▸ **What is needed**
Output the entries below exactly as written, omitting pictures.

(Recorded data)

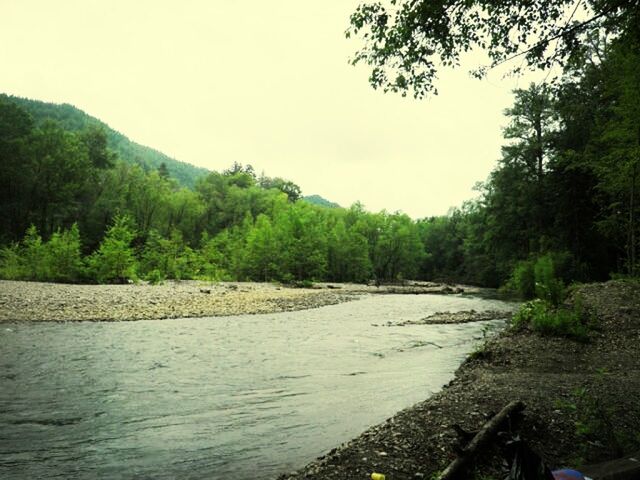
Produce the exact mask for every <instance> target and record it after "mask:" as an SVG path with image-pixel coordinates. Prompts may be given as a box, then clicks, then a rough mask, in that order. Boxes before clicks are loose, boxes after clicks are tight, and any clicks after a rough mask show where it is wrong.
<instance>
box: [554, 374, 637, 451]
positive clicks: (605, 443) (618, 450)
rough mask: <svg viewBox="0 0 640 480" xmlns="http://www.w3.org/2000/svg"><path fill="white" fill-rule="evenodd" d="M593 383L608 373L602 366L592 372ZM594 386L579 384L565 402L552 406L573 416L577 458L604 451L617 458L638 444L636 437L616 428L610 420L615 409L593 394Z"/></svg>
mask: <svg viewBox="0 0 640 480" xmlns="http://www.w3.org/2000/svg"><path fill="white" fill-rule="evenodd" d="M596 374H597V376H596V385H597V384H601V383H602V382H604V379H605V378H606V376H607V375H608V372H607V371H606V370H605V369H598V370H597V371H596ZM594 391H597V389H592V388H589V386H587V385H586V384H585V385H582V386H580V387H578V388H576V389H574V390H573V392H572V395H571V398H570V399H569V400H567V401H558V402H556V405H557V407H558V408H560V409H562V410H563V411H565V412H566V413H568V414H569V415H571V416H572V417H573V423H574V426H575V435H576V437H577V438H578V440H579V442H580V444H579V447H580V448H579V452H578V453H579V455H580V456H581V458H580V460H581V462H582V463H583V462H584V461H588V460H591V459H592V458H591V457H592V455H591V453H592V452H594V449H595V452H597V453H602V452H603V451H604V450H606V451H608V454H609V456H612V457H619V456H621V455H622V454H623V453H624V451H625V450H634V449H636V448H637V447H638V442H639V440H640V438H635V439H634V438H628V435H625V434H624V433H622V432H620V431H617V430H616V429H615V427H614V425H613V422H612V419H613V418H615V411H614V410H613V408H612V407H611V406H609V405H608V404H607V402H606V401H604V400H603V399H601V398H599V397H598V396H596V394H595V393H593V392H594Z"/></svg>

(End Recorded data)

▸ **Exercise result**
Produce the exact mask for every <instance> target and record it after "mask:" as an SVG path with image-pixel coordinates. Prompts may be given as a box, then clicks, then a rough mask, in that order. Boxes before clicks are loose, boxes after clicks are tight, and any clicks after a rough mask show where it is wrong.
<instance>
box: [554, 374, 637, 451]
positive clicks: (605, 443) (618, 450)
rough mask: <svg viewBox="0 0 640 480" xmlns="http://www.w3.org/2000/svg"><path fill="white" fill-rule="evenodd" d="M593 383L608 373L602 366L592 372ZM594 386L579 384L565 402L552 406L573 416L577 458L604 451L617 458L638 444L636 437L616 428L610 420L615 409L593 394Z"/></svg>
mask: <svg viewBox="0 0 640 480" xmlns="http://www.w3.org/2000/svg"><path fill="white" fill-rule="evenodd" d="M596 374H597V376H596V385H597V384H601V383H602V382H604V379H605V378H606V376H607V375H608V372H607V371H606V370H605V369H598V370H597V371H596ZM594 391H597V389H592V388H589V386H587V385H586V384H585V385H582V386H580V387H578V388H576V389H574V390H573V392H572V395H571V398H570V399H569V400H567V401H558V402H556V405H557V407H558V408H560V409H562V410H563V411H565V412H566V413H568V414H569V415H571V416H572V417H573V423H574V426H575V435H576V437H577V438H578V440H579V442H580V444H579V447H580V448H579V452H578V453H579V455H580V456H581V458H580V460H581V462H582V463H583V462H584V461H588V460H591V459H592V458H591V457H592V455H591V453H592V452H594V449H595V452H597V453H602V452H603V451H604V450H606V451H608V454H609V456H612V457H619V456H621V455H622V454H623V453H624V451H625V450H634V449H636V448H637V447H638V442H639V440H640V438H635V439H634V438H628V435H625V434H624V433H622V432H620V431H617V430H616V429H615V427H614V425H613V422H612V419H613V418H615V411H614V410H613V408H612V407H611V406H609V405H608V404H607V402H606V401H604V400H603V399H601V398H599V397H598V396H596V394H595V393H593V392H594Z"/></svg>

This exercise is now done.